** start of MATERIAL PROVIDED **

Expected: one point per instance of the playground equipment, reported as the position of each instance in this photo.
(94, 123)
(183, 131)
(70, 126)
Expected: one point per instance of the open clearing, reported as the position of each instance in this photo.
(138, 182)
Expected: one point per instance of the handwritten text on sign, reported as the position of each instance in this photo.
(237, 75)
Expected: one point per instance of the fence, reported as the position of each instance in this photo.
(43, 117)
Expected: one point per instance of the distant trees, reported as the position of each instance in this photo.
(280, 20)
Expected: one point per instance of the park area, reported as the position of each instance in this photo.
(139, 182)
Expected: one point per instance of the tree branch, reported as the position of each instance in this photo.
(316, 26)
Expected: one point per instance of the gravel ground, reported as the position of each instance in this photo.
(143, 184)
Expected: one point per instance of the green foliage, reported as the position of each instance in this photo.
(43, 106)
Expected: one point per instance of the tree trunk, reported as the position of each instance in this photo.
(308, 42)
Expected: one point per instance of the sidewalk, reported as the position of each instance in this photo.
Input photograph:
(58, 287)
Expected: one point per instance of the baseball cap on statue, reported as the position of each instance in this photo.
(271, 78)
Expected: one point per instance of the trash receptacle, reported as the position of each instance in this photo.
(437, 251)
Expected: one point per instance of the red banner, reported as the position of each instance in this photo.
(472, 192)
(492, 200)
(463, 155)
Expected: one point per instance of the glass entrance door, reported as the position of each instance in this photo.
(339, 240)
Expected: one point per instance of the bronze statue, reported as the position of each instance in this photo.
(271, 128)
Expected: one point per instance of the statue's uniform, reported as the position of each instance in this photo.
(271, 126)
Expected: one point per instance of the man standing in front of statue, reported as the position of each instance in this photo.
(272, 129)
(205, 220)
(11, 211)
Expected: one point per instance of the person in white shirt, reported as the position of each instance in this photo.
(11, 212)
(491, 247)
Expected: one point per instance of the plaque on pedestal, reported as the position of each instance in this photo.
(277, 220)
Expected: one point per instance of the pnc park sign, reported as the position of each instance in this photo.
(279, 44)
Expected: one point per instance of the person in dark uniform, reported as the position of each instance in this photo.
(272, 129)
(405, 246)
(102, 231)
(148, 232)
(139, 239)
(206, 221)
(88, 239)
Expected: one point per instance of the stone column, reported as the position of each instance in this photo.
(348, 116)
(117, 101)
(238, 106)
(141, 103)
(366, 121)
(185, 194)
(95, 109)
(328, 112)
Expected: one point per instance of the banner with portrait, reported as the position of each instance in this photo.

** end of MATERIAL PROVIDED **

### YOUR TASK
Revise all of the records above so that "position" becomes "location" wherever it occurs, with every other word left unchanged.

### COMPLETE ANSWER
Expected: one point per instance of the playground equipment, reported as the location of each instance in this photo.
(94, 123)
(183, 131)
(70, 126)
Expected: one point per instance of the open clearing, reported as the location of each instance in this photo.
(138, 182)
Expected: one point per instance of the handwritten text on sign, reported as the location of each instance in this photo.
(237, 75)
Expected: one point per instance of the fence, reported as the location of each instance in this photo.
(43, 117)
Expected: one point per instance of the distant trees, reported as the location of each instance in this photo.
(280, 20)
Expected: one point per instance of the park area, reported as the location of each instance in this photo.
(139, 182)
Expected: one point per instance of the tree branch, reported as the location of each instance in this photo.
(316, 26)
Expected: one point per instance of the gravel ground, reported as the location of each instance in this photo.
(143, 184)
Expected: one point per instance of the green foliage, reported as the location of each instance in this photo.
(43, 106)
Expected: one point per instance of the tree trunk, reported as the location of each instance in this photo.
(308, 42)
Expected: one point per instance of the sidewalk, reported as the location of each instance in this photo.
Input photograph:
(58, 287)
Expected: one point per instance of the baseball cap on statue, reported as the location of each instance in this photo.
(271, 78)
Expected: one point per instance of the trash receptacle, reported as the location of each instance in this photo.
(437, 251)
Expected: one point per instance of the red banner, reported as the location of each instance in this photo.
(472, 192)
(492, 200)
(463, 155)
Expected: one point per instance of the glass entrance door, reported as the location of each instance in this photo.
(339, 240)
Expected: one point per instance of the bronze statue, reported as the location of each instance in this photo.
(271, 128)
Expected: one point per instance of the statue's uniform, reported as the location of each instance in this photo.
(271, 126)
Expected: one point per instance of the man standing in front of statue, reported as the location of each instance in this photo.
(272, 129)
(205, 220)
(11, 211)
Expected: one point per instance of the person in white shirt, reported as the location of each instance in this photo.
(11, 212)
(491, 247)
Expected: one point per instance of the plaque on pedestal, reported as the location of each instance in this photo.
(277, 220)
Expected: one point per instance of the pnc park sign, reported as the location of each instance in this photo.
(279, 44)
Expected: one point per instance of the person in dark uniform, reported as the location of each instance in this photo.
(272, 129)
(405, 246)
(102, 231)
(148, 232)
(139, 239)
(206, 221)
(88, 239)
Expected: one point per instance of the stone column, reported as the location of each instance in this photo.
(348, 116)
(117, 101)
(238, 106)
(141, 103)
(366, 121)
(185, 194)
(95, 109)
(328, 112)
Expected: one point per instance of the banner with portrait, reported as the location of each instance in this photo.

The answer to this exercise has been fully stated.